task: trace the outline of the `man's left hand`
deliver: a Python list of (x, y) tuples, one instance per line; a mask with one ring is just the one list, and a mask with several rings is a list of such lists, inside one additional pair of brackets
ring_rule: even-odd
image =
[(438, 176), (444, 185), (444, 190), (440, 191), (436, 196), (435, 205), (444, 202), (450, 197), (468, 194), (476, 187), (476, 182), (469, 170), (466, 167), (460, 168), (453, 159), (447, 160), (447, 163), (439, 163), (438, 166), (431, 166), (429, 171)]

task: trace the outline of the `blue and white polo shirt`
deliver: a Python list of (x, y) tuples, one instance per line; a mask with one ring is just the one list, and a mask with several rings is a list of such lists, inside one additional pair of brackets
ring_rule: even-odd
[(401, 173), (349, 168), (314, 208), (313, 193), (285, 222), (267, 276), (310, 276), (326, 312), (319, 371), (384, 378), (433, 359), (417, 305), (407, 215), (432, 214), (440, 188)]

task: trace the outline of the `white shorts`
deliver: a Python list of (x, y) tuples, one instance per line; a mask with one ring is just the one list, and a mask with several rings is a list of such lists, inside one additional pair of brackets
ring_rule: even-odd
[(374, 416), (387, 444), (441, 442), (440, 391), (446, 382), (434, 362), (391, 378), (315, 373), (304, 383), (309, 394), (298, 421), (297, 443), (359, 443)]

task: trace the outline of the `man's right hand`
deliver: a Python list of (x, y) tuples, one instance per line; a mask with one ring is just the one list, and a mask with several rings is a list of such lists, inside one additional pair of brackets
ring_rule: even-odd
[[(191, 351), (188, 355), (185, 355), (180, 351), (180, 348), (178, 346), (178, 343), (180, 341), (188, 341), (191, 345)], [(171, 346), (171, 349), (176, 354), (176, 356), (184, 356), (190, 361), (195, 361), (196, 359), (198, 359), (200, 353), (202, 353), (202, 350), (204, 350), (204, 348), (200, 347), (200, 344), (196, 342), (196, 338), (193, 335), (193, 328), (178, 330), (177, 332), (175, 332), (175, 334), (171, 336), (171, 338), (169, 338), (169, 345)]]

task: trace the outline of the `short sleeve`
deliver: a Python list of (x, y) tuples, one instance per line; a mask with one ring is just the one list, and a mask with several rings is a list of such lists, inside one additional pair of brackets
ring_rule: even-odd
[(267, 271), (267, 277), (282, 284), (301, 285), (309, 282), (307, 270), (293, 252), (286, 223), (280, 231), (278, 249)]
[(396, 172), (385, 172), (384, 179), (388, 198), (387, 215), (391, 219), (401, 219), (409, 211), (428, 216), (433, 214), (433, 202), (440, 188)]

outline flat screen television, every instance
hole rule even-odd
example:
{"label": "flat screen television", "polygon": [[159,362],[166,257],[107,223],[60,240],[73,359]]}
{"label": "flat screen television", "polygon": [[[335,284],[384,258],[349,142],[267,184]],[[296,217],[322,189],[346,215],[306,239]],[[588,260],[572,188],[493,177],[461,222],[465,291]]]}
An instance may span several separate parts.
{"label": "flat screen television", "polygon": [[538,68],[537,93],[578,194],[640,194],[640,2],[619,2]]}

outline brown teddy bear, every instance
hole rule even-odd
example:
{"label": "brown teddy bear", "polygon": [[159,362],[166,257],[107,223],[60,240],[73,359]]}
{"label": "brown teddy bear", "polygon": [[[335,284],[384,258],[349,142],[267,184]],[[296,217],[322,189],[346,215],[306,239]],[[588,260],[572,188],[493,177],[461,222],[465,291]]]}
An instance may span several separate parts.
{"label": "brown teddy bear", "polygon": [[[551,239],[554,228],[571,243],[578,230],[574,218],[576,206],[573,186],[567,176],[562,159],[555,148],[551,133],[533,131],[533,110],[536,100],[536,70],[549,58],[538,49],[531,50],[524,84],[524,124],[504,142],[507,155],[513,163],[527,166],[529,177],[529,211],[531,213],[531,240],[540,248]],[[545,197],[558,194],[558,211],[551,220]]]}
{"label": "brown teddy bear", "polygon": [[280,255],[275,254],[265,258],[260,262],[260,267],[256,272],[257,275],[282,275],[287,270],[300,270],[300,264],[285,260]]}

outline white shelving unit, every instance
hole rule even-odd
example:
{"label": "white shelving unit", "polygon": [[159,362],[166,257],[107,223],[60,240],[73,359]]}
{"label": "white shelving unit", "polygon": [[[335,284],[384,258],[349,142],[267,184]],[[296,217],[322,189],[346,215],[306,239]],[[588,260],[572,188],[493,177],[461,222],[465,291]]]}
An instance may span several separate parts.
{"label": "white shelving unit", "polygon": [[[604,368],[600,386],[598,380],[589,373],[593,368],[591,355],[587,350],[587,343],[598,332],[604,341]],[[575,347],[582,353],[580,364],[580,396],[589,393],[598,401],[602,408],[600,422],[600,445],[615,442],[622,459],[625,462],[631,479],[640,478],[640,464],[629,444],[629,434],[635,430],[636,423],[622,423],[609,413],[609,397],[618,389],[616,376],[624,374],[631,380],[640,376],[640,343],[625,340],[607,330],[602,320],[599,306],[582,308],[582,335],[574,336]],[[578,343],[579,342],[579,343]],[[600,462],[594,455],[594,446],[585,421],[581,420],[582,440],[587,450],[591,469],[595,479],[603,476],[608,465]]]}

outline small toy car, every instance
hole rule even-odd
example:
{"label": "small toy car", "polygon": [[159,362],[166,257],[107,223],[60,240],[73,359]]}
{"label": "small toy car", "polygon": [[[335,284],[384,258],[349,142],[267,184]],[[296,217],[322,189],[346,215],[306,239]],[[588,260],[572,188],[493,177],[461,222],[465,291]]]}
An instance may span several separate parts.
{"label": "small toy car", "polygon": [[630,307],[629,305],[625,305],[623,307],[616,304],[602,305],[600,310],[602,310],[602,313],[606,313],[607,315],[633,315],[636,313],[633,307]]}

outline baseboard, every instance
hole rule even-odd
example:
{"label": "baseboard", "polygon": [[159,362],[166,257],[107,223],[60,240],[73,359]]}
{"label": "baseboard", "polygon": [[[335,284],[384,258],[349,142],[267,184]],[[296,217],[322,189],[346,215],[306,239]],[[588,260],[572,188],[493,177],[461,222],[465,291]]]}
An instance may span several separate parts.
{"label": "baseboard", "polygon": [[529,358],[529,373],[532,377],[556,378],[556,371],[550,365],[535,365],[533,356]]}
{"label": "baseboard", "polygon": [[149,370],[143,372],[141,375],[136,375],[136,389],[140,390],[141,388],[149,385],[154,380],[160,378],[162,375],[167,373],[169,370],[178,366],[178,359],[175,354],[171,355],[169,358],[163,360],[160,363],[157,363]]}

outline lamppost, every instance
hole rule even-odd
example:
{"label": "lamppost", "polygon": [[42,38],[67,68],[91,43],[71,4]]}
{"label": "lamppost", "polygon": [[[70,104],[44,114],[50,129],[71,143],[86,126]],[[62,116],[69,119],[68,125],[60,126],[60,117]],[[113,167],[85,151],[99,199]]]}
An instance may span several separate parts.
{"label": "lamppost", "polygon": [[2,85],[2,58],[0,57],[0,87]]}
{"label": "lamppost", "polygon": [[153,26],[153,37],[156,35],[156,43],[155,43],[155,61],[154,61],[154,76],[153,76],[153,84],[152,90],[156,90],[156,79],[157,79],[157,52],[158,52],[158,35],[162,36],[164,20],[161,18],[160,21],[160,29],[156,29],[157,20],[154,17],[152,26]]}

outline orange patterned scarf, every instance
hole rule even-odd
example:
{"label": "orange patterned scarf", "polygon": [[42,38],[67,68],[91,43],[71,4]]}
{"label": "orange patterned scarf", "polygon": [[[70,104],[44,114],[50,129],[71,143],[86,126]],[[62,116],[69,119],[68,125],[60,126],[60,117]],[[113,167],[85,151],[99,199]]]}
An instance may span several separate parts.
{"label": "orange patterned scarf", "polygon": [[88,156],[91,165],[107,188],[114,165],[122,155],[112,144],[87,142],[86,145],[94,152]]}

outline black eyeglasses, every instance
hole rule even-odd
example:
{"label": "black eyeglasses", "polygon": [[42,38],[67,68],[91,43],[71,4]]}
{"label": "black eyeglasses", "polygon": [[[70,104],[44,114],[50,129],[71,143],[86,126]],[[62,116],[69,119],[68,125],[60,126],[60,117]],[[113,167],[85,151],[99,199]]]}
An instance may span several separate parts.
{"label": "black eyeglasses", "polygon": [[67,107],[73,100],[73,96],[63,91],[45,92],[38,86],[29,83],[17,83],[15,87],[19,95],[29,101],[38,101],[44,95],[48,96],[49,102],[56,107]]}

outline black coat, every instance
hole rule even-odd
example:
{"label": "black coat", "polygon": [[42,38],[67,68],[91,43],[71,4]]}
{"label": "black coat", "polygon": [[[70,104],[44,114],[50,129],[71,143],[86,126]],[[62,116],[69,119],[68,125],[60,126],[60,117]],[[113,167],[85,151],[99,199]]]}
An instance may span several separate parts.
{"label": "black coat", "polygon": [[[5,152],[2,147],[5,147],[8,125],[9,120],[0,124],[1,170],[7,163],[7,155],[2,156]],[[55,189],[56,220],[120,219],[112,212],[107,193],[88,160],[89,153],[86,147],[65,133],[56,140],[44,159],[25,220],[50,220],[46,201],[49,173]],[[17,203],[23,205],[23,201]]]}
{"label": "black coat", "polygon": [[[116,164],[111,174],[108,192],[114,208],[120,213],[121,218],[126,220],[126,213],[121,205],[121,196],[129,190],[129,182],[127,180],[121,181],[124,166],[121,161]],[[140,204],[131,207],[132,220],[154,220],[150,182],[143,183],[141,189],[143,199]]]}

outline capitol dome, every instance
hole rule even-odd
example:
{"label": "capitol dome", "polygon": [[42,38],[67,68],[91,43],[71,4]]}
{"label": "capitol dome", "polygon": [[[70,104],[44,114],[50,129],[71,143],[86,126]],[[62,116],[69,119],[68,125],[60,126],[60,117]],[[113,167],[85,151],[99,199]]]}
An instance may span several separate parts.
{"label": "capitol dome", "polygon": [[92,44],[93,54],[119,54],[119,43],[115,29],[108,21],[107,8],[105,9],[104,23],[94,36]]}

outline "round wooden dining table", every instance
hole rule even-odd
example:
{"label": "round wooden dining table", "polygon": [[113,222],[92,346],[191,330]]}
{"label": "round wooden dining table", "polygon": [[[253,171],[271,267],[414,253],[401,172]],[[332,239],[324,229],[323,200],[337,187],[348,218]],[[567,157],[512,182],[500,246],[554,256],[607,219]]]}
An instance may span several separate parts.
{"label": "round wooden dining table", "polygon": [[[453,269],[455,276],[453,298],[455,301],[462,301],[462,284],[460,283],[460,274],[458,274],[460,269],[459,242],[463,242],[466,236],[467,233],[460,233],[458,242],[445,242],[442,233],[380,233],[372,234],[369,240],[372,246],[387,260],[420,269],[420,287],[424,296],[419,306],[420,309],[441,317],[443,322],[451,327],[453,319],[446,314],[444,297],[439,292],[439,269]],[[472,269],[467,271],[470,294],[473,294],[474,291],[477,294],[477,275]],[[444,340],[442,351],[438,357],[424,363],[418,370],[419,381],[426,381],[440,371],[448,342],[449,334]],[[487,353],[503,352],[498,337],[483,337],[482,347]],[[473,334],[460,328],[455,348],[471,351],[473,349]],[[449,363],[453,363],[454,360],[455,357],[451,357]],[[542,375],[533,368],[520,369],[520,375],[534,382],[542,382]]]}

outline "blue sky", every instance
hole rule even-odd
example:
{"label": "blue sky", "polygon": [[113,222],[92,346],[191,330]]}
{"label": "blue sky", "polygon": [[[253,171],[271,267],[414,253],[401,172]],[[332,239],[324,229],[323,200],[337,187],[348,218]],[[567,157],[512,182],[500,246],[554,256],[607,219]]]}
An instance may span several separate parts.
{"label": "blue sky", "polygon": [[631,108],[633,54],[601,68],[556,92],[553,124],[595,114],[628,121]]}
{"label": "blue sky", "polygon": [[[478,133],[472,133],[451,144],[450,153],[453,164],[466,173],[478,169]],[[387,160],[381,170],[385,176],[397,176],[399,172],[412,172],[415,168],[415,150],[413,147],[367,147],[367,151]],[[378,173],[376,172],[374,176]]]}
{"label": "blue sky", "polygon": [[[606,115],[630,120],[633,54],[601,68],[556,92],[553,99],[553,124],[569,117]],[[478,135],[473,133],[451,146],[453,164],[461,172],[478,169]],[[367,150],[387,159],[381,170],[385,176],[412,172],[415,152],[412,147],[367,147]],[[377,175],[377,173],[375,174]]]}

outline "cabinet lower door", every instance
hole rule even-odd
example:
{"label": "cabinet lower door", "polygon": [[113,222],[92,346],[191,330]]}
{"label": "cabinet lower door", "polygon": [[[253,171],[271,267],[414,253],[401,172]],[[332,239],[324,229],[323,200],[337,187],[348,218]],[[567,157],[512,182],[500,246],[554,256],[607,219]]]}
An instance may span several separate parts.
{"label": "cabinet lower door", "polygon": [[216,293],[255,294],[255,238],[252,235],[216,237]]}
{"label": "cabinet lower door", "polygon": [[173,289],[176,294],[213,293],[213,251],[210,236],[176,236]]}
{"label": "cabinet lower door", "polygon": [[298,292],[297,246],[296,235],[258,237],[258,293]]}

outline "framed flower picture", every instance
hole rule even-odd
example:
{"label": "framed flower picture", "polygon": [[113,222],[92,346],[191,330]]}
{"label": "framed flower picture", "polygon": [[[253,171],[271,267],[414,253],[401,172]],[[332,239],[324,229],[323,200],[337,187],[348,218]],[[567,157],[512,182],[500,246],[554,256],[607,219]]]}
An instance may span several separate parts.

--*--

*TASK:* With "hand" as the string to find, copy every line of the records that holds it.

*TASK OUTPUT:*
task: trace the outline of the `man's left hand`
task: trace the outline of the `man's right hand`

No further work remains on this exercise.